─── GIVEN RECORDS ───

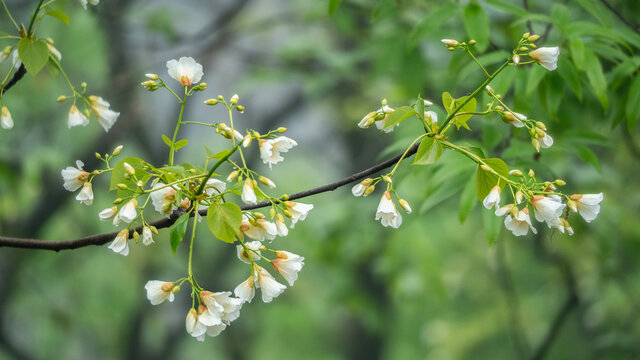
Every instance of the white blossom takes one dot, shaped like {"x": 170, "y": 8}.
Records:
{"x": 159, "y": 291}
{"x": 270, "y": 149}
{"x": 288, "y": 265}
{"x": 74, "y": 178}
{"x": 546, "y": 56}
{"x": 186, "y": 71}
{"x": 387, "y": 212}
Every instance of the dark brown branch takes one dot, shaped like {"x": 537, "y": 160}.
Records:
{"x": 101, "y": 239}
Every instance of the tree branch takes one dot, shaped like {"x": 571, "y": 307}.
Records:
{"x": 101, "y": 239}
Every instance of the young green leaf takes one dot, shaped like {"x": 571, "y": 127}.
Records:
{"x": 224, "y": 221}
{"x": 177, "y": 231}
{"x": 34, "y": 54}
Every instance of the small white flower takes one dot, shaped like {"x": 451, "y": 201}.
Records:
{"x": 147, "y": 236}
{"x": 270, "y": 149}
{"x": 246, "y": 290}
{"x": 106, "y": 116}
{"x": 492, "y": 200}
{"x": 85, "y": 195}
{"x": 387, "y": 212}
{"x": 588, "y": 205}
{"x": 120, "y": 244}
{"x": 546, "y": 208}
{"x": 128, "y": 212}
{"x": 269, "y": 287}
{"x": 6, "y": 121}
{"x": 298, "y": 211}
{"x": 108, "y": 213}
{"x": 159, "y": 291}
{"x": 74, "y": 178}
{"x": 186, "y": 71}
{"x": 76, "y": 118}
{"x": 248, "y": 194}
{"x": 521, "y": 224}
{"x": 243, "y": 255}
{"x": 546, "y": 56}
{"x": 163, "y": 198}
{"x": 288, "y": 265}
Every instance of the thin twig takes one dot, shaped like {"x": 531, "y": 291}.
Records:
{"x": 101, "y": 239}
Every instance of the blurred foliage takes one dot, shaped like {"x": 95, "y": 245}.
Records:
{"x": 435, "y": 288}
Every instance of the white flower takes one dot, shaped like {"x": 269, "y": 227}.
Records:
{"x": 387, "y": 212}
{"x": 128, "y": 212}
{"x": 120, "y": 244}
{"x": 588, "y": 205}
{"x": 74, "y": 178}
{"x": 106, "y": 117}
{"x": 248, "y": 194}
{"x": 492, "y": 200}
{"x": 546, "y": 208}
{"x": 288, "y": 265}
{"x": 147, "y": 236}
{"x": 270, "y": 149}
{"x": 85, "y": 195}
{"x": 546, "y": 56}
{"x": 270, "y": 288}
{"x": 108, "y": 213}
{"x": 298, "y": 211}
{"x": 76, "y": 118}
{"x": 163, "y": 198}
{"x": 243, "y": 255}
{"x": 519, "y": 225}
{"x": 6, "y": 121}
{"x": 186, "y": 70}
{"x": 159, "y": 291}
{"x": 246, "y": 290}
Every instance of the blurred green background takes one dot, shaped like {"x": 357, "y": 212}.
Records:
{"x": 434, "y": 289}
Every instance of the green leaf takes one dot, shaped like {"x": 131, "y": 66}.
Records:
{"x": 486, "y": 180}
{"x": 467, "y": 200}
{"x": 180, "y": 144}
{"x": 177, "y": 231}
{"x": 224, "y": 221}
{"x": 429, "y": 152}
{"x": 58, "y": 15}
{"x": 167, "y": 141}
{"x": 34, "y": 54}
{"x": 476, "y": 23}
{"x": 333, "y": 6}
{"x": 632, "y": 109}
{"x": 399, "y": 115}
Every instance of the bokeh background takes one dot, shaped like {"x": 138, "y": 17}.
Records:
{"x": 438, "y": 287}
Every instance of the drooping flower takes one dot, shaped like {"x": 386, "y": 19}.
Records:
{"x": 74, "y": 178}
{"x": 159, "y": 291}
{"x": 521, "y": 224}
{"x": 492, "y": 200}
{"x": 588, "y": 205}
{"x": 163, "y": 198}
{"x": 298, "y": 211}
{"x": 248, "y": 194}
{"x": 244, "y": 255}
{"x": 269, "y": 287}
{"x": 270, "y": 149}
{"x": 85, "y": 195}
{"x": 288, "y": 265}
{"x": 76, "y": 118}
{"x": 101, "y": 109}
{"x": 120, "y": 244}
{"x": 6, "y": 121}
{"x": 546, "y": 56}
{"x": 186, "y": 71}
{"x": 546, "y": 208}
{"x": 387, "y": 212}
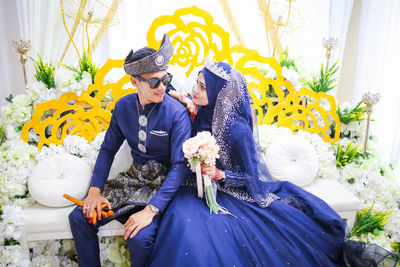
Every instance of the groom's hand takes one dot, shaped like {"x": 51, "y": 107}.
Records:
{"x": 138, "y": 221}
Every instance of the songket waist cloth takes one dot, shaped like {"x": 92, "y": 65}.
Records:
{"x": 135, "y": 186}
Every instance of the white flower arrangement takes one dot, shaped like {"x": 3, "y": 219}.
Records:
{"x": 372, "y": 181}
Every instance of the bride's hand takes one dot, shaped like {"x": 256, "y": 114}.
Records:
{"x": 190, "y": 106}
{"x": 211, "y": 171}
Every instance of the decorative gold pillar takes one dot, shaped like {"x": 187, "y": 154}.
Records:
{"x": 22, "y": 47}
{"x": 329, "y": 44}
{"x": 370, "y": 100}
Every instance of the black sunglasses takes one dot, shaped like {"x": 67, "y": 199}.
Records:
{"x": 154, "y": 83}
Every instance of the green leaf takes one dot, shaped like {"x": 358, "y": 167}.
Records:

───

■ **WHAT IS BEING ASKED**
Output a precise copy of the entries, leaving the images out.

■ **SOLUTION TO THE PROBLEM**
Every instance of the white blossom takes one dot, shaped like {"x": 170, "y": 8}.
Records:
{"x": 159, "y": 291}
{"x": 270, "y": 149}
{"x": 288, "y": 265}
{"x": 74, "y": 178}
{"x": 546, "y": 56}
{"x": 186, "y": 71}
{"x": 387, "y": 212}
Every instance of the dark brown branch takes one dot, shaped like {"x": 537, "y": 160}.
Records:
{"x": 101, "y": 239}
Every instance of the tree branch takes one dot, shaped like {"x": 571, "y": 307}.
Records:
{"x": 101, "y": 239}
Every instance of the young green leaf takes one dot, shaped like {"x": 571, "y": 127}.
Records:
{"x": 224, "y": 221}
{"x": 177, "y": 231}
{"x": 34, "y": 54}
Every instance of the small white flower takes one dot, shaped like {"x": 451, "y": 201}.
Records:
{"x": 147, "y": 236}
{"x": 270, "y": 149}
{"x": 246, "y": 290}
{"x": 106, "y": 116}
{"x": 492, "y": 200}
{"x": 85, "y": 195}
{"x": 387, "y": 212}
{"x": 588, "y": 205}
{"x": 120, "y": 244}
{"x": 546, "y": 208}
{"x": 128, "y": 212}
{"x": 269, "y": 287}
{"x": 6, "y": 121}
{"x": 298, "y": 211}
{"x": 108, "y": 213}
{"x": 159, "y": 291}
{"x": 74, "y": 178}
{"x": 186, "y": 71}
{"x": 76, "y": 118}
{"x": 248, "y": 194}
{"x": 521, "y": 224}
{"x": 243, "y": 255}
{"x": 546, "y": 56}
{"x": 163, "y": 198}
{"x": 288, "y": 265}
Every instance of the thin twig takes one dot, shaped like {"x": 531, "y": 291}.
Records:
{"x": 101, "y": 239}
Every instance of the blurred foliage takes one dot, shaped like {"x": 95, "y": 245}.
Records:
{"x": 435, "y": 288}
Every instance of the white flower takes one dot, shaped like {"x": 269, "y": 227}.
Records:
{"x": 387, "y": 212}
{"x": 128, "y": 212}
{"x": 120, "y": 244}
{"x": 588, "y": 205}
{"x": 74, "y": 178}
{"x": 106, "y": 117}
{"x": 248, "y": 194}
{"x": 492, "y": 200}
{"x": 546, "y": 208}
{"x": 288, "y": 265}
{"x": 147, "y": 236}
{"x": 270, "y": 149}
{"x": 85, "y": 195}
{"x": 546, "y": 56}
{"x": 270, "y": 288}
{"x": 108, "y": 213}
{"x": 298, "y": 211}
{"x": 76, "y": 118}
{"x": 163, "y": 198}
{"x": 243, "y": 255}
{"x": 519, "y": 225}
{"x": 6, "y": 121}
{"x": 186, "y": 70}
{"x": 159, "y": 291}
{"x": 246, "y": 290}
Every instance of the blurred green background takes one dot, shaped like {"x": 357, "y": 212}.
Records:
{"x": 434, "y": 289}
Every instance of the green leaf takes one dot, shaped like {"x": 131, "y": 66}.
Records:
{"x": 486, "y": 180}
{"x": 467, "y": 200}
{"x": 180, "y": 144}
{"x": 177, "y": 231}
{"x": 224, "y": 221}
{"x": 429, "y": 152}
{"x": 58, "y": 15}
{"x": 167, "y": 141}
{"x": 34, "y": 54}
{"x": 476, "y": 23}
{"x": 333, "y": 6}
{"x": 632, "y": 109}
{"x": 399, "y": 115}
Every instance of the bokeh background takes one dot, shaped like {"x": 138, "y": 17}.
Records:
{"x": 438, "y": 287}
Every instance of the drooping flower takes one dot, shaped like {"x": 386, "y": 19}.
Records:
{"x": 74, "y": 178}
{"x": 159, "y": 291}
{"x": 521, "y": 224}
{"x": 492, "y": 200}
{"x": 588, "y": 205}
{"x": 163, "y": 198}
{"x": 298, "y": 211}
{"x": 248, "y": 194}
{"x": 244, "y": 255}
{"x": 269, "y": 287}
{"x": 270, "y": 149}
{"x": 85, "y": 195}
{"x": 288, "y": 265}
{"x": 76, "y": 118}
{"x": 101, "y": 109}
{"x": 120, "y": 244}
{"x": 6, "y": 121}
{"x": 546, "y": 56}
{"x": 186, "y": 71}
{"x": 546, "y": 208}
{"x": 387, "y": 212}
Every instance of the groom's hand takes one dot, shaped like {"x": 51, "y": 107}.
Records:
{"x": 138, "y": 221}
Every instance of the songket waist cloth takes one dot, shaped like {"x": 92, "y": 65}.
Records:
{"x": 135, "y": 186}
Every instance of the white flower arrangement takes one dot, shaped like {"x": 3, "y": 219}.
Records:
{"x": 372, "y": 181}
Every instance of the bride's hand takes one dot, shaped like {"x": 256, "y": 114}.
Records:
{"x": 190, "y": 106}
{"x": 211, "y": 171}
Every instance of the decorative gold pillar takes one dot, shaped like {"x": 187, "y": 154}.
Records:
{"x": 22, "y": 47}
{"x": 329, "y": 44}
{"x": 370, "y": 100}
Every instance of the black sunglasses takes one dot, shaped like {"x": 67, "y": 199}.
Records:
{"x": 154, "y": 83}
Every instance of the green leaf takes one dot, shaped like {"x": 358, "y": 167}.
Records:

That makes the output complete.